## CONSIGNES
[1] Les affirmations (a), (b) et (c) concordent-elles avec le billet sur les prénoms ? Répondez à chacune par oui ou par non en citant mot pour mot les termes décisifs du billet.

(a) Le prénom Mickey a été jugé contraire à l'intérêt de l'enfant.
(b) La cour d'appel de Montpellier a accepté le prénom Soleil.
(c) Le procès autour du prénom Castpucine a duré trois ans.
[2] Pouvez-vous poursuivre le billet sur les prénoms à partir de sa dernière phrase ?

Billet publié le 19/04/2012

Le contentieux sur le choix des prénoms, depuis la loi du 8 janvier 1993, est devenu résiduel, très peu fréquent, car les parents peuvent donner les prénoms qu’ils souhaitent à leurs enfants. On trouve, en cherchant, une douzaine de décisions de cours d’appel sur lexis-nexis. Ainsi :
Cristale a été jugé non ridicule ou non contraire à l’intérêt de l’enfant (C.A. Aix, 16 Janvier 1996), tout comme Tokalie (C.A. Caen, 30 avril 1998), Zébulon (C.A. Besançon, 18 novembre 1999), Quays (C.A. Douai, 6 mars 2000), Mégane (associé à Renaud, C.A. Rennes, 4 mai 2000), Mickey (C.A. Douai, 15 mai 2000), Bilbo (C.A. Papeete, 12 février 2004), Loïna (contraction de Loïc et Anna, C.A. Reims, 1er avril 2004), Vauxanne et Souanne (C.A. Reims, 6 mai 2004)

Mais d’autres prénoms ont été jugés contraires à l’intérêt de l’enfant : Titeuf n’est pas possible (Cass 1ere civ, 15 février 2012, suite à C.A. Versailles 7 octobre 2010), Folavril non plus (C.A. Rennes, 4 Novembre 1996) : l’enfant est devenu Zoé; idem avec Joyeux et Patriste (C.A. Montpellier, 4 octobre 2006, qui accepte Soleil). Dans les deux derniers arrêts mentionnés, c’est le sens des prénoms qui pose encore problème : ces prénoms signifient trop.

L’imagination des parents, dans un régime de choix sans contraintes explicites, peut fleurir. Castpucine a été jugé acceptable (C.A. Reims, 26 septembre 2002) : “Dans la mesure où la famille de naissance de l’enfant naturel est bretonne d’origine, le prénom Castpucine qui se prononce capucine peut être admis car il fait référence à la Commune de SAINT CAST LE GUILDO et traduit l’attachement de la famille à ancrer les membres de la famille dans sa province d’origine. Il ne saurait ainsi être contraire à l’intérêt de l’enfant.
La mère de l’enfant, toutefois, n’a pas très bien vécu l’aventure judiciaire. Sur un forum, à la question de savoir si elle aime le prénom Capucine, elle répond : “C’est adorable. Ma fille de bientot 3 ans le porte et ça lui va très bien. Pour la petite info, mon mari étant originaire de ST CAST prononcé ST [KA] dans les Côtes d’Armor, nous l’avons orthographié CASTPUCINE, ce qui nous a valu 2 années de procès et 15 000 frs de frais d’avocats mais nous avons gagné en appel. A cause d’un Substitut que n’a rien d’autre à faire que d’ennuyer le monde. (source).
L’on peut trouver le “ST-muet” un peu tordu, mais, portant comme prénom “Baptiste” (avec un “P-muet”), je ne jetterai pas la première pierre.
 
Les jeux sur la graphie peuvent poser problème.

## EXTRAIT DES DONNÉES
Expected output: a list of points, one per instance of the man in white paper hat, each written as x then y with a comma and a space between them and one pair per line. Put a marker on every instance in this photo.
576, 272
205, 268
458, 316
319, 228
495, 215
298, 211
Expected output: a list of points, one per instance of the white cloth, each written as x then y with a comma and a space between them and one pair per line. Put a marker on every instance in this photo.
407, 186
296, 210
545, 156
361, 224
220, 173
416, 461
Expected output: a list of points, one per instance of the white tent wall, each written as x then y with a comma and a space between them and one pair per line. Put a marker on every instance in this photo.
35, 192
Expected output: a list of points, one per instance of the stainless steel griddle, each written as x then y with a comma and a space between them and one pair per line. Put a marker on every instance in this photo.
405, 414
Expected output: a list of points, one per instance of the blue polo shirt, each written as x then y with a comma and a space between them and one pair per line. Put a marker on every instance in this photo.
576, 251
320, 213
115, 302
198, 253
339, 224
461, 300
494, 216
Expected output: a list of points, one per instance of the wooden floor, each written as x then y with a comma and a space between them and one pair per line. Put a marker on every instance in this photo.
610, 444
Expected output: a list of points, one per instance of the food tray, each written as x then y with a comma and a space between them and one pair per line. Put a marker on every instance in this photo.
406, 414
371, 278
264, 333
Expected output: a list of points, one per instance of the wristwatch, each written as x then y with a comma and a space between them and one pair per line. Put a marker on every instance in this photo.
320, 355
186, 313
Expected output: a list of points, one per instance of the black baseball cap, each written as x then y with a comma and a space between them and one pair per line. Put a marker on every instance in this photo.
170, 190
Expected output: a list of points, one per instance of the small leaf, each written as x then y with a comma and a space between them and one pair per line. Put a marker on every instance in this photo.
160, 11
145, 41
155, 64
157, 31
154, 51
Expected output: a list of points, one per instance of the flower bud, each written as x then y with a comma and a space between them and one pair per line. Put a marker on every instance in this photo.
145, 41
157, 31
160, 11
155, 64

## CORRIGÉ
[1]
(a) Non : « jugé non ridicule ou non contraire à l’intérêt de l’enfant », puis « Mickey (C.A. Douai, 15 mai 2000) ».
(b) Oui : « C.A. Montpellier, 4 octobre 2006, qui accepte Soleil ».
(c) Non : « 2 années de procès ».

[2]
Et Martì non et Martí non, mais Marti oui (C.A. Montpellier, 26 novembre 2001) : c’est parce que “en français le i avec un accent aigu sur le i n’existe pas” que la Cour interdit l’inscription de Martí sur l’acte de naissance. Signe que la graphie tient à coeur aux parents, on trouve, en catalan (ou en occitan, je ne saurai dire), un résumé de l’affaire. Les parents, en 2008, ont vu leur demande jugée irrecevable par la Cour européenne des droits de l’homme (25 septembre 2008, req. n/ 27977/04).

Tout cela pour en venir à une affaire que je n’ai découvert que récemment, dans laquelle un tribunal juge contraire à l’intérêt d’un enfant le prénom “MJ” (composé de deux lettres majuscules accolées). Le courrier picard en rendait compte l’année dernière :

[leur] fils, né le 25 mai 2010 [est] prénommé MJ, en hommage à Michael Jackson.
Stéphane N* et sa compagne ont toujours donné des prénoms originaux à leurs enfants. L’aînée s’appelle Mélodime, la cadette Djoly. Ce n’est qu’avec le petit dernier que l’administration coince.
(…)
Le délai écoulé contrarie doublement le couple : «On aurait dû nous dire non tout de suite, on aurait accepté. On me demande de le dénommer quand il a six mois. Alors qu’il commence à prononcer son nom, ses sœurs l’ont toujours appelé ainsi, c’est trop tard ! ».
(…)
«Nous venons de trouver des origines à ce prénom avec la même orthographe, qui remontent aux Vikings ! Cela signifiait il y a des centaines d’année : “le ver dans la langue” »

Je n’ai malheureusement pas le jugement dans l’affaire MJ, qui n’a pas donné lieu à d’autres articles que celui du Courrier picard. Il est possible que l’IGREC (l’instruction générale relative à l’état civil) serve de guide aux juges.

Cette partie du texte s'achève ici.